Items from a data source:
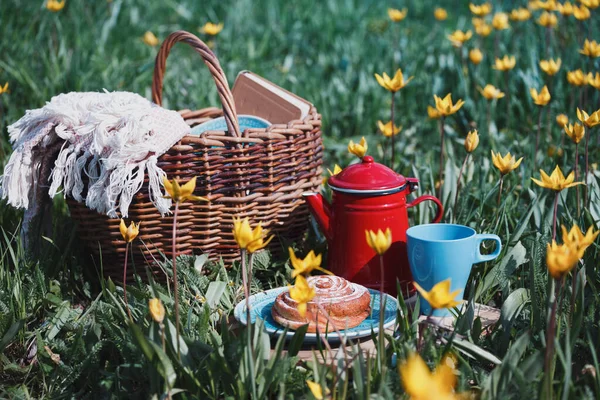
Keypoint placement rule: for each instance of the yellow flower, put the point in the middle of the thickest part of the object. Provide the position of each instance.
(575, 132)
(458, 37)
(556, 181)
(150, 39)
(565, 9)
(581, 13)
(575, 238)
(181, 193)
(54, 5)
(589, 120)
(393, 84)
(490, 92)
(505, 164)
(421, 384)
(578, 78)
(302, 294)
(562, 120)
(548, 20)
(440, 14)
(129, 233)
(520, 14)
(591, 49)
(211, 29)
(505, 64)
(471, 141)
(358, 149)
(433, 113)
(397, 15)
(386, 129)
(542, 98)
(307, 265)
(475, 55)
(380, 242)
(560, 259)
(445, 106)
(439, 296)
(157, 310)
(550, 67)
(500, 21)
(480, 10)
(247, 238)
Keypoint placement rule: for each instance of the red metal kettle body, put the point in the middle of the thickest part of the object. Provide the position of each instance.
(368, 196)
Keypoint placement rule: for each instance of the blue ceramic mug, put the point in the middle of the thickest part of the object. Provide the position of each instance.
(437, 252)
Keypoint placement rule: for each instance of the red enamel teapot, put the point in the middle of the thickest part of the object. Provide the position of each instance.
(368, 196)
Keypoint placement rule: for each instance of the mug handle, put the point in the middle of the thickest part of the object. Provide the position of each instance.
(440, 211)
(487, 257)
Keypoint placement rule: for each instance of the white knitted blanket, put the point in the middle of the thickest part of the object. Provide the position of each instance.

TASK PROMPT:
Switch "thickest part" to "widest part" throughout the records above, keeping every other word and point the same, and leave the pictures out of your answer.

EXERCISE ANSWER:
Keypoint placement rule: for each instance of the yellow flower, put the point in the middle of the widest part of the object. Provide the position of each instance.
(575, 132)
(458, 37)
(556, 181)
(150, 39)
(565, 9)
(581, 13)
(575, 238)
(181, 193)
(54, 5)
(589, 120)
(393, 84)
(490, 92)
(505, 164)
(421, 384)
(578, 78)
(302, 294)
(562, 120)
(548, 20)
(440, 14)
(129, 233)
(520, 14)
(591, 49)
(211, 29)
(505, 64)
(471, 141)
(358, 149)
(433, 113)
(397, 15)
(386, 129)
(542, 98)
(307, 265)
(475, 55)
(380, 242)
(560, 259)
(445, 106)
(439, 296)
(157, 310)
(550, 67)
(500, 21)
(480, 10)
(247, 238)
Keypoint placement rule: for each instance of the red metal kettle body, put the point in the middle of the widest part of the object. Provide the position of each instance.
(368, 196)
Keypoint placement rule: for each instance of the blue ceramic mug, put the point in the middle of the widest part of the object. Provide the position of each instance.
(437, 252)
Keypoint placement rule: for each instance of the red enamel teapot, put the point in the middle of the widest part of the object. Provide the position of each instance.
(368, 196)
Keypoint placement rule: for each instance of the mug handle, put the point in the middle of the widest part of the object. Provide the position of each instance.
(440, 211)
(487, 257)
Keypoint placement rule: for each instance of the white knitted blanket, put the point in the middle of the widest part of the object. Provide the position of each instance.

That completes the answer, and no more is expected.